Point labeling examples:
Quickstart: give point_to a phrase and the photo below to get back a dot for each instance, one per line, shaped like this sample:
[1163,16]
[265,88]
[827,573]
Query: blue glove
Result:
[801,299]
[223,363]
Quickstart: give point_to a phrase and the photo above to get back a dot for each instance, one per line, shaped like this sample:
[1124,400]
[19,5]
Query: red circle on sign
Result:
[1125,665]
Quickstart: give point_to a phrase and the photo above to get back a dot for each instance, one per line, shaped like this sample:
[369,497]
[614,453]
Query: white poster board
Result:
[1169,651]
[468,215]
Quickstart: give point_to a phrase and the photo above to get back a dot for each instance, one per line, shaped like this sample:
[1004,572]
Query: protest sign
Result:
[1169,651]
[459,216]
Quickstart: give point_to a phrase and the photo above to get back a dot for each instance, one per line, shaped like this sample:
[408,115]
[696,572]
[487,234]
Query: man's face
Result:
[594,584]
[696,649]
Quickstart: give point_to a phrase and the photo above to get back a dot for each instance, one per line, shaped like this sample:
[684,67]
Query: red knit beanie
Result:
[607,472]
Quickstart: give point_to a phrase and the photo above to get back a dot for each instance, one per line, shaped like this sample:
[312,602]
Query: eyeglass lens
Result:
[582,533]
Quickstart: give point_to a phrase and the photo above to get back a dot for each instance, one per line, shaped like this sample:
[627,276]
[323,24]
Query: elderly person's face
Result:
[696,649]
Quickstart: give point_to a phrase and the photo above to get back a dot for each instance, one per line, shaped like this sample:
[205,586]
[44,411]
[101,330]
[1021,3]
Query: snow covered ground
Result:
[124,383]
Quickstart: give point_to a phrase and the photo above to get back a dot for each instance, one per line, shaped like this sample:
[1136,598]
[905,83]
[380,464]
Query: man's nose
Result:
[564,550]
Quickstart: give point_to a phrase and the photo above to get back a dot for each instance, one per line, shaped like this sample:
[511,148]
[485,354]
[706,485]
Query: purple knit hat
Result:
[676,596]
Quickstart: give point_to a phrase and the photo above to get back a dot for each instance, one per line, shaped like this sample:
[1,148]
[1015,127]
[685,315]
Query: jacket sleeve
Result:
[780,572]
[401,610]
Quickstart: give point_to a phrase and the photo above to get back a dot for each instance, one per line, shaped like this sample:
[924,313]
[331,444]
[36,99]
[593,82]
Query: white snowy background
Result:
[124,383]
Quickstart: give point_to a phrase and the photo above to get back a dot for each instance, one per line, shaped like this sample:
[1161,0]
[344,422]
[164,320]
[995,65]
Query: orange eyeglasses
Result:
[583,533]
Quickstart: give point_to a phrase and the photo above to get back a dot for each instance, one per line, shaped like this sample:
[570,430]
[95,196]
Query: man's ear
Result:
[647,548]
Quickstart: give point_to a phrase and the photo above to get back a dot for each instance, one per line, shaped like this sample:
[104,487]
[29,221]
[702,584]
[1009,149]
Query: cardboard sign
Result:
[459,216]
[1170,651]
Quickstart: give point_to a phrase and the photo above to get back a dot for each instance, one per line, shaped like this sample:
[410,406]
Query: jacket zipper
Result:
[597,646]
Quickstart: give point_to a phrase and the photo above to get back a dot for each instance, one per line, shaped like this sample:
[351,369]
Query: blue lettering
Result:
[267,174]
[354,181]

---

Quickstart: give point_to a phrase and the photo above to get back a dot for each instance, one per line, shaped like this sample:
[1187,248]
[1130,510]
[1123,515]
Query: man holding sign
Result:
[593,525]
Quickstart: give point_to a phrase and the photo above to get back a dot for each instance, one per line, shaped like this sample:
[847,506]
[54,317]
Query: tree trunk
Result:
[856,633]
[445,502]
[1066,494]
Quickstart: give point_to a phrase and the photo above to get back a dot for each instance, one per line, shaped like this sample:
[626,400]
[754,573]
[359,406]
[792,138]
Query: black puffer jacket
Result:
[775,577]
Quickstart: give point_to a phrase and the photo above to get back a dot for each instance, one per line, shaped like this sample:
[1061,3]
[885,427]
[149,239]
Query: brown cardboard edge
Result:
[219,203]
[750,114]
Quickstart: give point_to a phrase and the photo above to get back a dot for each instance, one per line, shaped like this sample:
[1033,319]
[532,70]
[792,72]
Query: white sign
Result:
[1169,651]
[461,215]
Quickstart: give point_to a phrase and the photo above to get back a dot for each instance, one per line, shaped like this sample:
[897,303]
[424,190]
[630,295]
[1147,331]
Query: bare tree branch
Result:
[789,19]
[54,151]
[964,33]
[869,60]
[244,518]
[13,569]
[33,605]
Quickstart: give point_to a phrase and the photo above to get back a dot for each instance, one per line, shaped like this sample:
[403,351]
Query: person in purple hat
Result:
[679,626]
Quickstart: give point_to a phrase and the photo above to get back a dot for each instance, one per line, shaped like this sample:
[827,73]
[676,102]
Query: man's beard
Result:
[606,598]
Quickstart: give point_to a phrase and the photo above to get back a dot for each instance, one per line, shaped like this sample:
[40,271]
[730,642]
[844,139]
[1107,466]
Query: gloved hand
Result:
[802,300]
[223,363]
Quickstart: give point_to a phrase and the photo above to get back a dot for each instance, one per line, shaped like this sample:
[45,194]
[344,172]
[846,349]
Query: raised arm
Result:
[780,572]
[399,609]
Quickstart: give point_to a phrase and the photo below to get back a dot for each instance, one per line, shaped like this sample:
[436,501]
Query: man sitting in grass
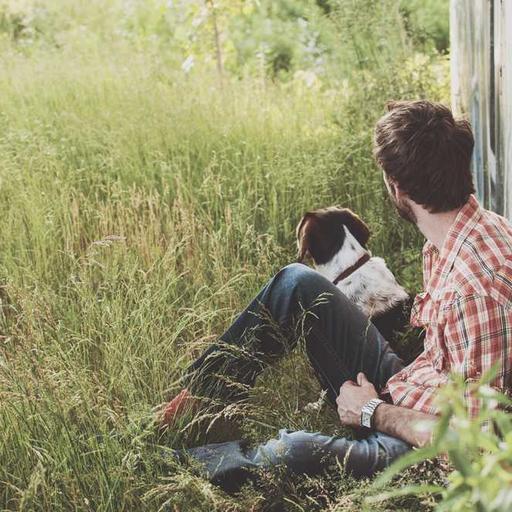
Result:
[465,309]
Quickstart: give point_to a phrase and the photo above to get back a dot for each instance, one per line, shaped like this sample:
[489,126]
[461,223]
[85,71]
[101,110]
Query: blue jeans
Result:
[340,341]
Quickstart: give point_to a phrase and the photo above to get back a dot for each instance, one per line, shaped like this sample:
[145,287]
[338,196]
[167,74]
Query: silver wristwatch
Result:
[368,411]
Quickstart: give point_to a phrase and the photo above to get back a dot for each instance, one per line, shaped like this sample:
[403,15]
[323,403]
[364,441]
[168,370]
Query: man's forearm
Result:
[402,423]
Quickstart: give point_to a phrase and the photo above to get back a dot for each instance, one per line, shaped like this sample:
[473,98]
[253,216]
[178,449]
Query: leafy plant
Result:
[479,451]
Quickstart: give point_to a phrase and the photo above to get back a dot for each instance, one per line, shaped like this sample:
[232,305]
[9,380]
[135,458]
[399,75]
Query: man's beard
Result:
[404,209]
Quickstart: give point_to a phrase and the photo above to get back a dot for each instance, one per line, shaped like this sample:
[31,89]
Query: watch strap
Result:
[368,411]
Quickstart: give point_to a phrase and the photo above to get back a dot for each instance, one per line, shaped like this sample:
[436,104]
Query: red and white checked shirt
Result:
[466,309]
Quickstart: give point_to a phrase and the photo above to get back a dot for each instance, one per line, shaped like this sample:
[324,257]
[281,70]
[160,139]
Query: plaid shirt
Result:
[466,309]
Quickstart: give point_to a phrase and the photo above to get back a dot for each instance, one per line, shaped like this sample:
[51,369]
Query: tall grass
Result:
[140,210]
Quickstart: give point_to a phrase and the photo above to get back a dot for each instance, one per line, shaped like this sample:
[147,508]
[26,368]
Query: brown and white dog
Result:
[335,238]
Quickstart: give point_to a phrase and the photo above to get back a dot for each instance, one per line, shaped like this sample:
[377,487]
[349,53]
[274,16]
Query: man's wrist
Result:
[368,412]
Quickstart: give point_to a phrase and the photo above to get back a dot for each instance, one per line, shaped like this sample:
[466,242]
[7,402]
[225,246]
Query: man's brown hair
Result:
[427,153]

Written request
Gather every line from the entries above that contains the word "white" and list those lines.

Response for this exercise
Query: white poster board
Query: white snowy background
Query: white sign
Query: red and white checked shirt
Query: brown and white dog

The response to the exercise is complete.